WHAT YOU ARE ASKED TO DO
Count the lines in the data below that contain the string "soil", and reply with that number alone.

==== PROVIDED RECORDS

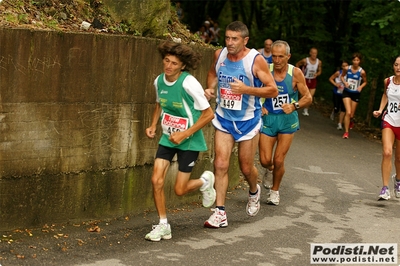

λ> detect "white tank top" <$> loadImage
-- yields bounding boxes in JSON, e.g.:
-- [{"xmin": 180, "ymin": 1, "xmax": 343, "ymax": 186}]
[
  {"xmin": 383, "ymin": 76, "xmax": 400, "ymax": 127},
  {"xmin": 304, "ymin": 57, "xmax": 319, "ymax": 79}
]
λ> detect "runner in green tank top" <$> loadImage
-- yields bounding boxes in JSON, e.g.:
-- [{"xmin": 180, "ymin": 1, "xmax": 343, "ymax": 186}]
[{"xmin": 145, "ymin": 41, "xmax": 216, "ymax": 241}]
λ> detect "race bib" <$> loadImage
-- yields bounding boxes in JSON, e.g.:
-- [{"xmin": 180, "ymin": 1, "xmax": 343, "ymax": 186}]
[
  {"xmin": 272, "ymin": 94, "xmax": 289, "ymax": 110},
  {"xmin": 219, "ymin": 88, "xmax": 243, "ymax": 110},
  {"xmin": 161, "ymin": 113, "xmax": 189, "ymax": 135},
  {"xmin": 306, "ymin": 70, "xmax": 315, "ymax": 79},
  {"xmin": 347, "ymin": 79, "xmax": 358, "ymax": 91},
  {"xmin": 387, "ymin": 102, "xmax": 400, "ymax": 114}
]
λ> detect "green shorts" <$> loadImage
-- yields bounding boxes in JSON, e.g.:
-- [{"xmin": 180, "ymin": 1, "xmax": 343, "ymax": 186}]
[{"xmin": 261, "ymin": 111, "xmax": 300, "ymax": 137}]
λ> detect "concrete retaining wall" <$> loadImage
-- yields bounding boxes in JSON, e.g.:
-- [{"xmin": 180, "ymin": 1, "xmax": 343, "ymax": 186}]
[{"xmin": 0, "ymin": 28, "xmax": 239, "ymax": 231}]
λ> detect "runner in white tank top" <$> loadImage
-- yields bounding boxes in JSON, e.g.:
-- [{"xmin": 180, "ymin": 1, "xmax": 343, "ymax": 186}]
[
  {"xmin": 296, "ymin": 47, "xmax": 322, "ymax": 116},
  {"xmin": 373, "ymin": 56, "xmax": 400, "ymax": 200}
]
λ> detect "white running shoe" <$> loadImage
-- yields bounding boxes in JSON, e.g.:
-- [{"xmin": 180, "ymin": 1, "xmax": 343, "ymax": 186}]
[
  {"xmin": 145, "ymin": 224, "xmax": 172, "ymax": 242},
  {"xmin": 392, "ymin": 174, "xmax": 400, "ymax": 198},
  {"xmin": 246, "ymin": 184, "xmax": 261, "ymax": 216},
  {"xmin": 204, "ymin": 208, "xmax": 228, "ymax": 228},
  {"xmin": 267, "ymin": 189, "xmax": 280, "ymax": 205},
  {"xmin": 263, "ymin": 169, "xmax": 273, "ymax": 189},
  {"xmin": 200, "ymin": 171, "xmax": 217, "ymax": 208},
  {"xmin": 378, "ymin": 187, "xmax": 390, "ymax": 200}
]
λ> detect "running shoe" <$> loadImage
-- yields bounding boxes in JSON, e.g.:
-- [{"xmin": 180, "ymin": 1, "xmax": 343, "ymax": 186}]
[
  {"xmin": 246, "ymin": 184, "xmax": 261, "ymax": 216},
  {"xmin": 200, "ymin": 171, "xmax": 217, "ymax": 208},
  {"xmin": 267, "ymin": 189, "xmax": 280, "ymax": 205},
  {"xmin": 145, "ymin": 224, "xmax": 172, "ymax": 242},
  {"xmin": 329, "ymin": 111, "xmax": 335, "ymax": 121},
  {"xmin": 378, "ymin": 187, "xmax": 390, "ymax": 200},
  {"xmin": 204, "ymin": 208, "xmax": 228, "ymax": 228},
  {"xmin": 392, "ymin": 174, "xmax": 400, "ymax": 198},
  {"xmin": 263, "ymin": 169, "xmax": 273, "ymax": 189}
]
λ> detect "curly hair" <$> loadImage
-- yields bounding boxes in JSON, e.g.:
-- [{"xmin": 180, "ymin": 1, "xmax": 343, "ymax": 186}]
[{"xmin": 158, "ymin": 41, "xmax": 202, "ymax": 71}]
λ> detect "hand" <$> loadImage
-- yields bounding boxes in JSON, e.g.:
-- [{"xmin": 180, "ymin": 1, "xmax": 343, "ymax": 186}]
[
  {"xmin": 229, "ymin": 78, "xmax": 246, "ymax": 93},
  {"xmin": 372, "ymin": 110, "xmax": 382, "ymax": 118},
  {"xmin": 204, "ymin": 89, "xmax": 215, "ymax": 101},
  {"xmin": 146, "ymin": 127, "xmax": 156, "ymax": 139}
]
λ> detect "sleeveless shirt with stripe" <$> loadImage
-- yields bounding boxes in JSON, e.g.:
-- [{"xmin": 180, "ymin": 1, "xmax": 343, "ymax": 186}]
[
  {"xmin": 263, "ymin": 64, "xmax": 299, "ymax": 114},
  {"xmin": 215, "ymin": 47, "xmax": 262, "ymax": 121},
  {"xmin": 383, "ymin": 76, "xmax": 400, "ymax": 127}
]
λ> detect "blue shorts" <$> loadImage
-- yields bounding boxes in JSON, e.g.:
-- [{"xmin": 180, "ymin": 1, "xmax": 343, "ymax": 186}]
[
  {"xmin": 342, "ymin": 89, "xmax": 361, "ymax": 103},
  {"xmin": 261, "ymin": 111, "xmax": 300, "ymax": 137},
  {"xmin": 212, "ymin": 114, "xmax": 261, "ymax": 142}
]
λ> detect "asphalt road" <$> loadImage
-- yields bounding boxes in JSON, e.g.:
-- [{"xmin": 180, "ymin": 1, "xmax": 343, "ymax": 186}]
[{"xmin": 0, "ymin": 109, "xmax": 400, "ymax": 266}]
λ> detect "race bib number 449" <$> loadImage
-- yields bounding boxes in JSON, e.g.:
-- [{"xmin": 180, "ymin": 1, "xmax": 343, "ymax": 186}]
[
  {"xmin": 161, "ymin": 113, "xmax": 189, "ymax": 135},
  {"xmin": 220, "ymin": 88, "xmax": 243, "ymax": 110}
]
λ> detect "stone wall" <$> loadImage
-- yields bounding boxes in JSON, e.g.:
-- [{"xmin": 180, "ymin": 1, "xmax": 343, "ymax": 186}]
[{"xmin": 0, "ymin": 28, "xmax": 238, "ymax": 231}]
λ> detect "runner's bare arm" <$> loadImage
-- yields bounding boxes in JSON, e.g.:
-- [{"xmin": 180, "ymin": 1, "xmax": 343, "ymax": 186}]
[
  {"xmin": 204, "ymin": 49, "xmax": 222, "ymax": 100},
  {"xmin": 230, "ymin": 56, "xmax": 278, "ymax": 98},
  {"xmin": 146, "ymin": 103, "xmax": 161, "ymax": 139}
]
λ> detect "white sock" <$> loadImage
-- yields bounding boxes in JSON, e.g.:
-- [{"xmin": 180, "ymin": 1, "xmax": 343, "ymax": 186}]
[{"xmin": 200, "ymin": 177, "xmax": 208, "ymax": 189}]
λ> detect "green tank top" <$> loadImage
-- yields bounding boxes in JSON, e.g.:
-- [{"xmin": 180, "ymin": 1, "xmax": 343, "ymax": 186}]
[{"xmin": 157, "ymin": 72, "xmax": 207, "ymax": 151}]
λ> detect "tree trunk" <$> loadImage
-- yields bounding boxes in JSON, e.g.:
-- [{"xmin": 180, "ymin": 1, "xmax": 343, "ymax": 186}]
[{"xmin": 365, "ymin": 78, "xmax": 378, "ymax": 127}]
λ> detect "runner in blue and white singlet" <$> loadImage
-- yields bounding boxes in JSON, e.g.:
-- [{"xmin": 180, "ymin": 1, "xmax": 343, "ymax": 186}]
[
  {"xmin": 215, "ymin": 48, "xmax": 262, "ymax": 122},
  {"xmin": 204, "ymin": 21, "xmax": 278, "ymax": 228}
]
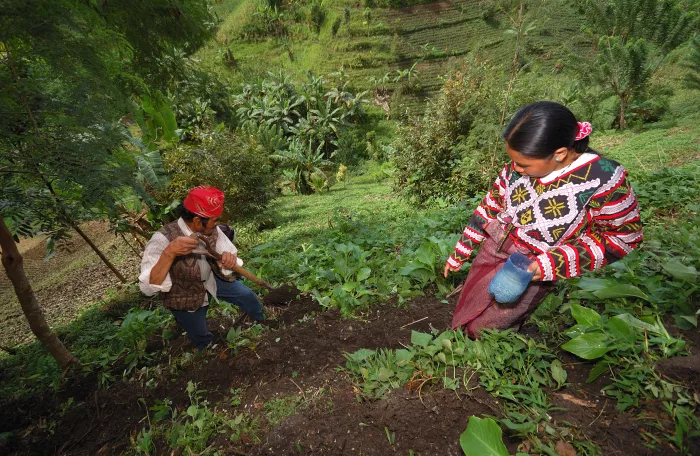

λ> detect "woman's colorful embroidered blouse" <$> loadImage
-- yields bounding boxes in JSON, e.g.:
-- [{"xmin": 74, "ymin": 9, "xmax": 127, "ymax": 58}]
[{"xmin": 447, "ymin": 154, "xmax": 642, "ymax": 280}]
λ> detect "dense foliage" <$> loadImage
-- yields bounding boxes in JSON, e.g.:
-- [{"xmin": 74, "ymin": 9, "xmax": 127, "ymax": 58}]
[{"xmin": 0, "ymin": 0, "xmax": 210, "ymax": 239}]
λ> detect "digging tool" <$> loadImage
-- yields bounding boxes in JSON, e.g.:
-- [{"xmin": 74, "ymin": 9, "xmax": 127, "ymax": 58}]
[{"xmin": 190, "ymin": 233, "xmax": 275, "ymax": 291}]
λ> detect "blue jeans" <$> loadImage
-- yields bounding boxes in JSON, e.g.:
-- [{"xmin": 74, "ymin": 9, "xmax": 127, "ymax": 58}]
[
  {"xmin": 170, "ymin": 306, "xmax": 214, "ymax": 351},
  {"xmin": 214, "ymin": 276, "xmax": 265, "ymax": 321},
  {"xmin": 171, "ymin": 276, "xmax": 265, "ymax": 351}
]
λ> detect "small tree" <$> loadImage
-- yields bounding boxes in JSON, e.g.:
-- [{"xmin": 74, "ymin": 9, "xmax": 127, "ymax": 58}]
[
  {"xmin": 0, "ymin": 0, "xmax": 211, "ymax": 366},
  {"xmin": 577, "ymin": 0, "xmax": 698, "ymax": 129},
  {"xmin": 683, "ymin": 35, "xmax": 700, "ymax": 90},
  {"xmin": 0, "ymin": 216, "xmax": 77, "ymax": 370}
]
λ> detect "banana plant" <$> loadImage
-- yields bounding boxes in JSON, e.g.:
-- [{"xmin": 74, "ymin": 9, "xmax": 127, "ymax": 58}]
[{"xmin": 270, "ymin": 138, "xmax": 331, "ymax": 195}]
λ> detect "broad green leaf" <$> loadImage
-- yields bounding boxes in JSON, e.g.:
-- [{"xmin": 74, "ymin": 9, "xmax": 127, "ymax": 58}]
[
  {"xmin": 411, "ymin": 331, "xmax": 433, "ymax": 347},
  {"xmin": 679, "ymin": 314, "xmax": 698, "ymax": 328},
  {"xmin": 442, "ymin": 376, "xmax": 459, "ymax": 391},
  {"xmin": 345, "ymin": 348, "xmax": 374, "ymax": 363},
  {"xmin": 586, "ymin": 360, "xmax": 609, "ymax": 383},
  {"xmin": 357, "ymin": 268, "xmax": 372, "ymax": 282},
  {"xmin": 564, "ymin": 325, "xmax": 592, "ymax": 339},
  {"xmin": 342, "ymin": 282, "xmax": 357, "ymax": 291},
  {"xmin": 550, "ymin": 359, "xmax": 566, "ymax": 386},
  {"xmin": 459, "ymin": 416, "xmax": 509, "ymax": 456},
  {"xmin": 571, "ymin": 304, "xmax": 600, "ymax": 325},
  {"xmin": 593, "ymin": 283, "xmax": 649, "ymax": 301},
  {"xmin": 561, "ymin": 333, "xmax": 613, "ymax": 359},
  {"xmin": 396, "ymin": 348, "xmax": 413, "ymax": 364},
  {"xmin": 576, "ymin": 277, "xmax": 610, "ymax": 291},
  {"xmin": 605, "ymin": 316, "xmax": 636, "ymax": 343},
  {"xmin": 663, "ymin": 258, "xmax": 698, "ymax": 282},
  {"xmin": 377, "ymin": 367, "xmax": 394, "ymax": 382},
  {"xmin": 501, "ymin": 419, "xmax": 537, "ymax": 432},
  {"xmin": 611, "ymin": 314, "xmax": 658, "ymax": 333},
  {"xmin": 414, "ymin": 242, "xmax": 437, "ymax": 269}
]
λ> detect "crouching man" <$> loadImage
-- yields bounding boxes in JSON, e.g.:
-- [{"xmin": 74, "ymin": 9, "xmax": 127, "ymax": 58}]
[{"xmin": 139, "ymin": 186, "xmax": 265, "ymax": 351}]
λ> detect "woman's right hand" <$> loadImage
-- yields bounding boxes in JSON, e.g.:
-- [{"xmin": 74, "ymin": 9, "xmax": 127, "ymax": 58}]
[
  {"xmin": 166, "ymin": 236, "xmax": 199, "ymax": 256},
  {"xmin": 443, "ymin": 261, "xmax": 462, "ymax": 278}
]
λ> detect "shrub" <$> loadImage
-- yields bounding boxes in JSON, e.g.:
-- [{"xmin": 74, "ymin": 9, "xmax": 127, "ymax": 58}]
[
  {"xmin": 309, "ymin": 0, "xmax": 326, "ymax": 35},
  {"xmin": 331, "ymin": 17, "xmax": 343, "ymax": 36},
  {"xmin": 164, "ymin": 131, "xmax": 275, "ymax": 219},
  {"xmin": 392, "ymin": 61, "xmax": 505, "ymax": 204}
]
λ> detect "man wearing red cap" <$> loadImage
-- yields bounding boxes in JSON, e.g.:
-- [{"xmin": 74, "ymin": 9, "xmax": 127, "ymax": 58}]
[{"xmin": 139, "ymin": 186, "xmax": 264, "ymax": 350}]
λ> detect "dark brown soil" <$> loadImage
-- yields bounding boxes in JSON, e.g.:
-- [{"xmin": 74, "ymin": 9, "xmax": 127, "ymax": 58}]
[
  {"xmin": 263, "ymin": 285, "xmax": 299, "ymax": 306},
  {"xmin": 0, "ymin": 288, "xmax": 696, "ymax": 456}
]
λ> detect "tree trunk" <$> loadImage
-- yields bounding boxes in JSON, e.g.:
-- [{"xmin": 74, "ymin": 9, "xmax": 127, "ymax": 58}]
[
  {"xmin": 0, "ymin": 216, "xmax": 78, "ymax": 370},
  {"xmin": 73, "ymin": 223, "xmax": 126, "ymax": 283}
]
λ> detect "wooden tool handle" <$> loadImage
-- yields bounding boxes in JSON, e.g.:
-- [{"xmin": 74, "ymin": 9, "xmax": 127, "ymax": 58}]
[{"xmin": 233, "ymin": 265, "xmax": 275, "ymax": 290}]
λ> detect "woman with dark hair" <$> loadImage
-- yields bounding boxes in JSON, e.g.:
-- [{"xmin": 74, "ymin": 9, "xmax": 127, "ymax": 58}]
[{"xmin": 444, "ymin": 101, "xmax": 642, "ymax": 338}]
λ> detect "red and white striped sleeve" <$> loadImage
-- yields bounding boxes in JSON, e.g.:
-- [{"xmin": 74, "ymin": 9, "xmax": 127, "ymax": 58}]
[{"xmin": 537, "ymin": 167, "xmax": 643, "ymax": 281}]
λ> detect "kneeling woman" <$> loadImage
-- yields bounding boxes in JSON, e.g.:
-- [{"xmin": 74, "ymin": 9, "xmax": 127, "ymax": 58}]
[{"xmin": 444, "ymin": 102, "xmax": 642, "ymax": 338}]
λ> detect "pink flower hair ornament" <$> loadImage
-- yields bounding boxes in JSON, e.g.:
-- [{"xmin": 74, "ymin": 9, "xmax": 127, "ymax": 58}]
[{"xmin": 574, "ymin": 122, "xmax": 593, "ymax": 141}]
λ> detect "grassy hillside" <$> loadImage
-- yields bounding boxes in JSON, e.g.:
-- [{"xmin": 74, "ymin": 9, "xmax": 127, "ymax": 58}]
[{"xmin": 197, "ymin": 0, "xmax": 590, "ymax": 113}]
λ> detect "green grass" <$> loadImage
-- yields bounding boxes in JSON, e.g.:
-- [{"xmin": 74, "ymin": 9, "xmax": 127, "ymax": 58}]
[
  {"xmin": 591, "ymin": 108, "xmax": 700, "ymax": 174},
  {"xmin": 196, "ymin": 0, "xmax": 590, "ymax": 119}
]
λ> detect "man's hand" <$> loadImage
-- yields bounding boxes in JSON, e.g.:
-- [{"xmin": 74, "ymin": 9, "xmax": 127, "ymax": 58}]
[
  {"xmin": 527, "ymin": 261, "xmax": 542, "ymax": 282},
  {"xmin": 165, "ymin": 236, "xmax": 199, "ymax": 256},
  {"xmin": 443, "ymin": 262, "xmax": 462, "ymax": 278},
  {"xmin": 219, "ymin": 252, "xmax": 238, "ymax": 269}
]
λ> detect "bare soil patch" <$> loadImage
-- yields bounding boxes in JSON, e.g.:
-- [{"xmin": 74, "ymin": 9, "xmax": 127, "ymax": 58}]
[
  {"xmin": 0, "ymin": 222, "xmax": 139, "ymax": 346},
  {"xmin": 0, "ymin": 288, "xmax": 688, "ymax": 456}
]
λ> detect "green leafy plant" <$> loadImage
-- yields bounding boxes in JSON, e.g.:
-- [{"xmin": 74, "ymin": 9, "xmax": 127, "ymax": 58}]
[{"xmin": 459, "ymin": 416, "xmax": 509, "ymax": 456}]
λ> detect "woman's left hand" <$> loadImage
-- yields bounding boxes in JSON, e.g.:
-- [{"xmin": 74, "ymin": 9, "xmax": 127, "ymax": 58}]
[
  {"xmin": 219, "ymin": 252, "xmax": 238, "ymax": 269},
  {"xmin": 527, "ymin": 261, "xmax": 542, "ymax": 282}
]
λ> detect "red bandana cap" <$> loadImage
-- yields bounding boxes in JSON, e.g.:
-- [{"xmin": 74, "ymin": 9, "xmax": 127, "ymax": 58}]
[{"xmin": 182, "ymin": 185, "xmax": 224, "ymax": 218}]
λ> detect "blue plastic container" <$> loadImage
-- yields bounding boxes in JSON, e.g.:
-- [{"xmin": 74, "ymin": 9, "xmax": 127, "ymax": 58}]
[{"xmin": 489, "ymin": 252, "xmax": 535, "ymax": 304}]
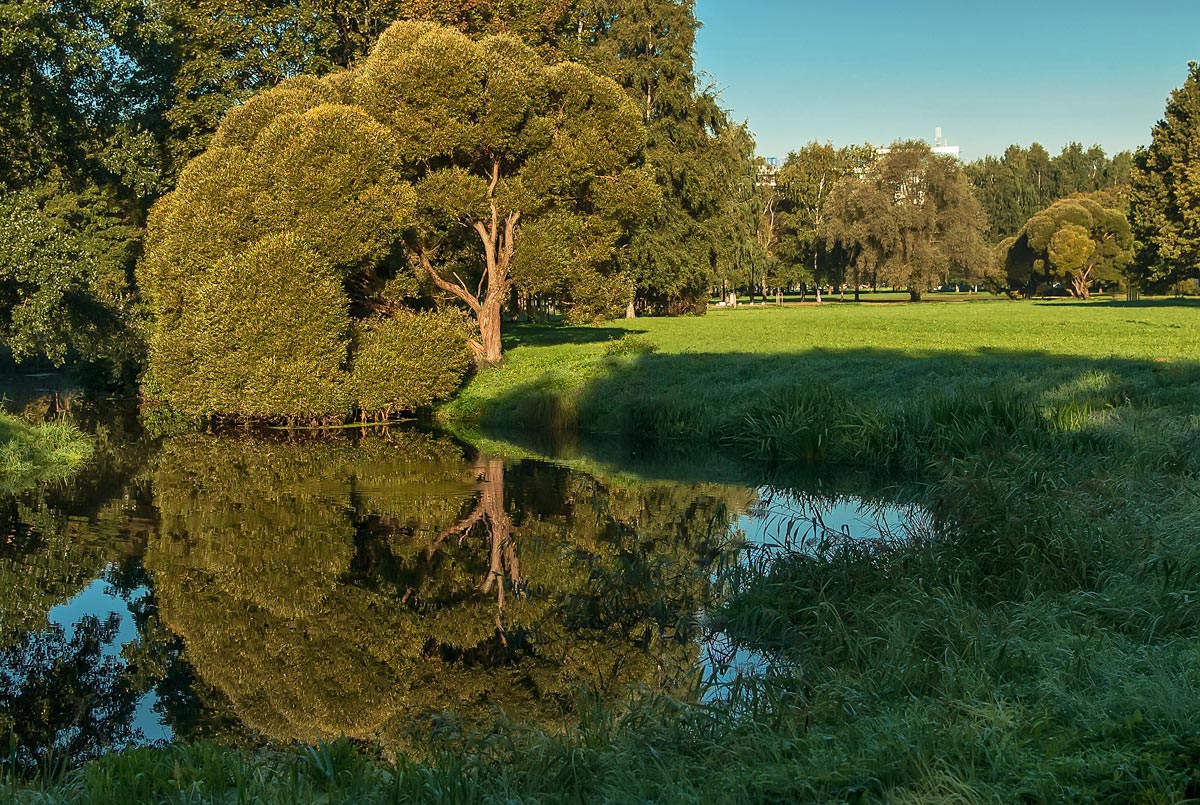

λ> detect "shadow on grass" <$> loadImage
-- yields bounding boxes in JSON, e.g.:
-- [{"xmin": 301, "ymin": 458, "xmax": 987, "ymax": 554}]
[
  {"xmin": 504, "ymin": 324, "xmax": 646, "ymax": 349},
  {"xmin": 1033, "ymin": 296, "xmax": 1200, "ymax": 307}
]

========

ANSWER TO THIS PROBLEM
2